◆ **To do**
Rewrite the items below starting with the line containing "Return one point per instance of the basket" and going on through the line containing "[(350, 69), (435, 163)]", changing "tuples" to "pairs" and leaving everything else as it is.

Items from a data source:

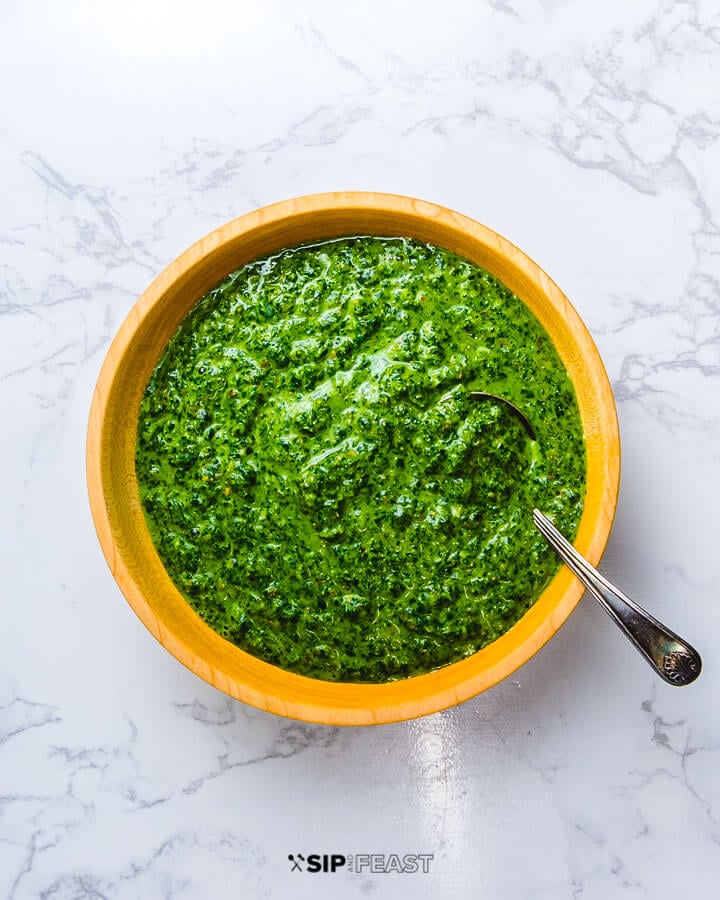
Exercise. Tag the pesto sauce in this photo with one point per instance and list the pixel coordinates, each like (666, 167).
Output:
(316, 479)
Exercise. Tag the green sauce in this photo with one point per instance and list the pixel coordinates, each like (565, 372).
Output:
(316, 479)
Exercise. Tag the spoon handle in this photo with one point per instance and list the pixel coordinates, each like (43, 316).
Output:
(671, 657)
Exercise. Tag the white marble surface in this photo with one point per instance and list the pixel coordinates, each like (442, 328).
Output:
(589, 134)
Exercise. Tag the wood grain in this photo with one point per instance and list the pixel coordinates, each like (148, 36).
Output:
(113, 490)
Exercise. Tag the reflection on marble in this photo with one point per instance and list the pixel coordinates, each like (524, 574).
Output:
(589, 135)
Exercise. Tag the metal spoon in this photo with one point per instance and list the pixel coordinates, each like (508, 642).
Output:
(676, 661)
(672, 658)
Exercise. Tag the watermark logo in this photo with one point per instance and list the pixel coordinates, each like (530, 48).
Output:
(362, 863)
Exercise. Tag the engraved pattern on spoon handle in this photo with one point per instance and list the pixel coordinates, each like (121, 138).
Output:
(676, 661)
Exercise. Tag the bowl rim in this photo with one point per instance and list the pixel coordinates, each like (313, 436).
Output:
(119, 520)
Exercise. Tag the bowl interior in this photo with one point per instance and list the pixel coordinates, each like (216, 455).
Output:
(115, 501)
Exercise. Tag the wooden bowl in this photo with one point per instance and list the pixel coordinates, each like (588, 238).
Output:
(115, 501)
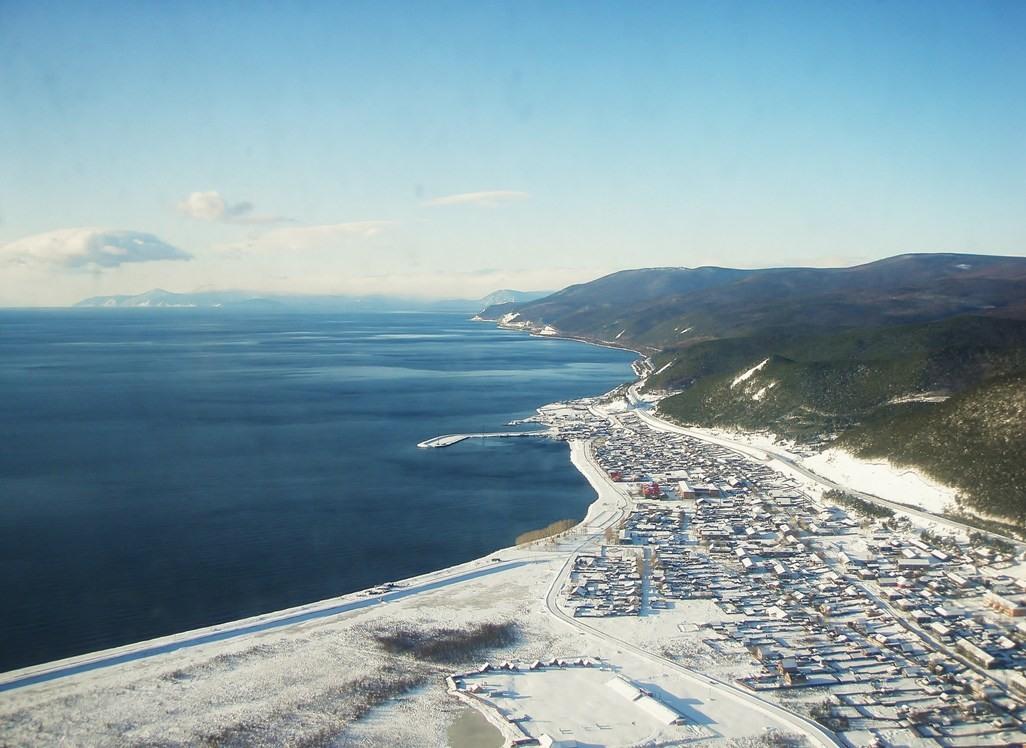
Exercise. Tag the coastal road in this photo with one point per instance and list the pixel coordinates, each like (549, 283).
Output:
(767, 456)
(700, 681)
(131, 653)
...
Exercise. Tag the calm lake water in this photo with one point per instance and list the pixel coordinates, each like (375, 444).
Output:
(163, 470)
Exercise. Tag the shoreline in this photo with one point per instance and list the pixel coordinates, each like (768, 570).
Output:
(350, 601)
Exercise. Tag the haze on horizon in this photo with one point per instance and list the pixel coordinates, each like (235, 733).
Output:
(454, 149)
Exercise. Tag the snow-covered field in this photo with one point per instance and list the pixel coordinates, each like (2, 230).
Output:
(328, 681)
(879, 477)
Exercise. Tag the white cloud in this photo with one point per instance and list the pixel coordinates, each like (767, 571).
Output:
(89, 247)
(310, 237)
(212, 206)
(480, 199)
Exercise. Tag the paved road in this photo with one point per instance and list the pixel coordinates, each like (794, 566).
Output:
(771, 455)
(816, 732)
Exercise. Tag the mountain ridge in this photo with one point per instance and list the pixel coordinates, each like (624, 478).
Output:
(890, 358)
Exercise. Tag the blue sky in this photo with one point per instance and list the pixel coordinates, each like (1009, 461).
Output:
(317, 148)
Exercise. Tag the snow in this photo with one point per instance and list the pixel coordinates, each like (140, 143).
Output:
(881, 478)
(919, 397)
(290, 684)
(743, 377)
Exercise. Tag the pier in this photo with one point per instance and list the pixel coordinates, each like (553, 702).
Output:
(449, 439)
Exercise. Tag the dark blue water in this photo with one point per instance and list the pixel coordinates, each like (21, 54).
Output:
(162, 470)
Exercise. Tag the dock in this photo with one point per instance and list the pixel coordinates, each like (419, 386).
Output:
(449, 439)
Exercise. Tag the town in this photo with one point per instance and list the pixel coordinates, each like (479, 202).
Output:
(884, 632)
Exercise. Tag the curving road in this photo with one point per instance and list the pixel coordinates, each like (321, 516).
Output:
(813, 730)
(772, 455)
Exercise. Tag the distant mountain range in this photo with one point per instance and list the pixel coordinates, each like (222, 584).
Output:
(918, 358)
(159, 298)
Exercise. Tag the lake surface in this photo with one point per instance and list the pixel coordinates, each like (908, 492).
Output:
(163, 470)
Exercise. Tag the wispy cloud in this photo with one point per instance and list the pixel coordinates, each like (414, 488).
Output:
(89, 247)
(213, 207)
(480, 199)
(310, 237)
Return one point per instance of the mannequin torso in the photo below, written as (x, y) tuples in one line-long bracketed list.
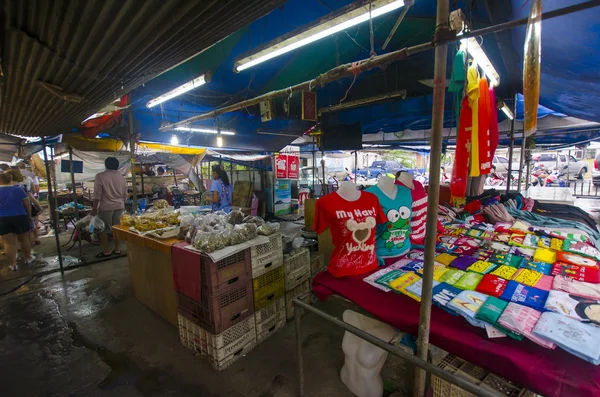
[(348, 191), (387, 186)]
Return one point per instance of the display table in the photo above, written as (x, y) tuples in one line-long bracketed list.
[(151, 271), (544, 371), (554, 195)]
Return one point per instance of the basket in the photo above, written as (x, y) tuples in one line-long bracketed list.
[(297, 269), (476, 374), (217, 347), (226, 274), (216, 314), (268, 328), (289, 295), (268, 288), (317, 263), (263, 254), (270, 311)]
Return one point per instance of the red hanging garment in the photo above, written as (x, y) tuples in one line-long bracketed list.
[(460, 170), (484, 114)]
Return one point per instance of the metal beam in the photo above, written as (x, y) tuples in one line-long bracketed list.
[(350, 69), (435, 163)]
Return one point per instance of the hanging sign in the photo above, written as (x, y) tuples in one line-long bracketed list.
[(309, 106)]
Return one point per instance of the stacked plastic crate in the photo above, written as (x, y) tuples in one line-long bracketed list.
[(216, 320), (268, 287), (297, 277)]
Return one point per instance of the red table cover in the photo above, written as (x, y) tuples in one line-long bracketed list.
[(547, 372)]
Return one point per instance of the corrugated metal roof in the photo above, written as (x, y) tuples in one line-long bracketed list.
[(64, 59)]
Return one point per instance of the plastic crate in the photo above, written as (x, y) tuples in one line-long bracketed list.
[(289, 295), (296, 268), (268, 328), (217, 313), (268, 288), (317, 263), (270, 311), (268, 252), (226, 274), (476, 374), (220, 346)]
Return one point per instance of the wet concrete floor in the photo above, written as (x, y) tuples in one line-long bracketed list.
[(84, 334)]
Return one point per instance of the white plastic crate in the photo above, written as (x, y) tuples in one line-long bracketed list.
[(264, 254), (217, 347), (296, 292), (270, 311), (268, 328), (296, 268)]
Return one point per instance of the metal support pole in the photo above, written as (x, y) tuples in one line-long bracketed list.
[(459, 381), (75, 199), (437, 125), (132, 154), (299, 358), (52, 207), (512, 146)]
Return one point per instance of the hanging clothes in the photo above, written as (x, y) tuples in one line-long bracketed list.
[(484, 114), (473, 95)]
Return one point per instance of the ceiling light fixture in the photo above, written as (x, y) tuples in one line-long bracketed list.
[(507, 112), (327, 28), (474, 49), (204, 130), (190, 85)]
* * *
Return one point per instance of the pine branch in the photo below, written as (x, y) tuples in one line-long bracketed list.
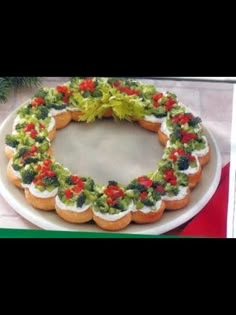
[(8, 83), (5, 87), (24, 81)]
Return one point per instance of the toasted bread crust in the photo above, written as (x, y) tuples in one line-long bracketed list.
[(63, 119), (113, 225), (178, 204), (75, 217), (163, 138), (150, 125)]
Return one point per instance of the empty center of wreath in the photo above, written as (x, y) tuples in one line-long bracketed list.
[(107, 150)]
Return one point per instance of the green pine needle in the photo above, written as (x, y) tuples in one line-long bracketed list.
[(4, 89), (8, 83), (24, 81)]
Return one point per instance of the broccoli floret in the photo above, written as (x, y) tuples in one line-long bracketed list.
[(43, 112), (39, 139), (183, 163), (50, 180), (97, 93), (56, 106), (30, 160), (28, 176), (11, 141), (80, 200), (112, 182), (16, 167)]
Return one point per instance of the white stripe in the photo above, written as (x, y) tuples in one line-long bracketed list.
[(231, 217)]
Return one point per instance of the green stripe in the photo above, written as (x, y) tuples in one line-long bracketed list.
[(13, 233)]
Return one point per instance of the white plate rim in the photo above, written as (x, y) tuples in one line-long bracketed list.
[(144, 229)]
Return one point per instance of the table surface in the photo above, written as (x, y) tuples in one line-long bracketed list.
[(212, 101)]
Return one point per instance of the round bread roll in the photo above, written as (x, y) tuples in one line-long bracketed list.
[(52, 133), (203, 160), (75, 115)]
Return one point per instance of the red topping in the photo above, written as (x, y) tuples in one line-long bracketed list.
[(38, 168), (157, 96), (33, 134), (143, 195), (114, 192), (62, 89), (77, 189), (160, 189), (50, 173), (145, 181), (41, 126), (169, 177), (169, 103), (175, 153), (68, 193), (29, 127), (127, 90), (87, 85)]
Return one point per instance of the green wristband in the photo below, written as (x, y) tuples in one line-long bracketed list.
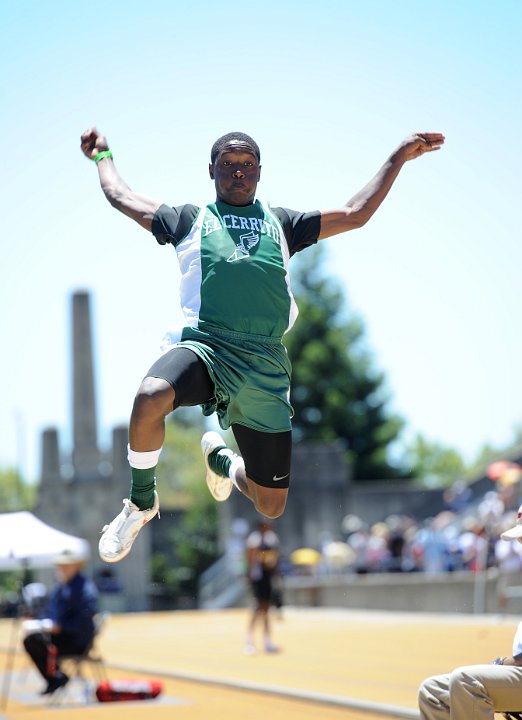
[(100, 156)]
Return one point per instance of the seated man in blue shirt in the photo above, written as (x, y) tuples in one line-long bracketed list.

◆ **Correct answer**
Return one point per instance of the basket in the photo above, written as (x, y) pairs in one line-long bracketed list.
[(297, 269), (476, 374), (217, 347), (226, 274), (216, 314), (268, 328), (289, 295), (268, 288), (317, 263), (263, 254), (270, 311)]
Return one point per instance of the red hanging garment in the photo above, written as (x, y) pairs in one line-long bracketed list.
[(460, 170), (484, 114)]
Return one point per instance of the metal beam in the photo above, written as (x, y) pairs in one line-long bracketed list.
[(350, 69), (435, 163)]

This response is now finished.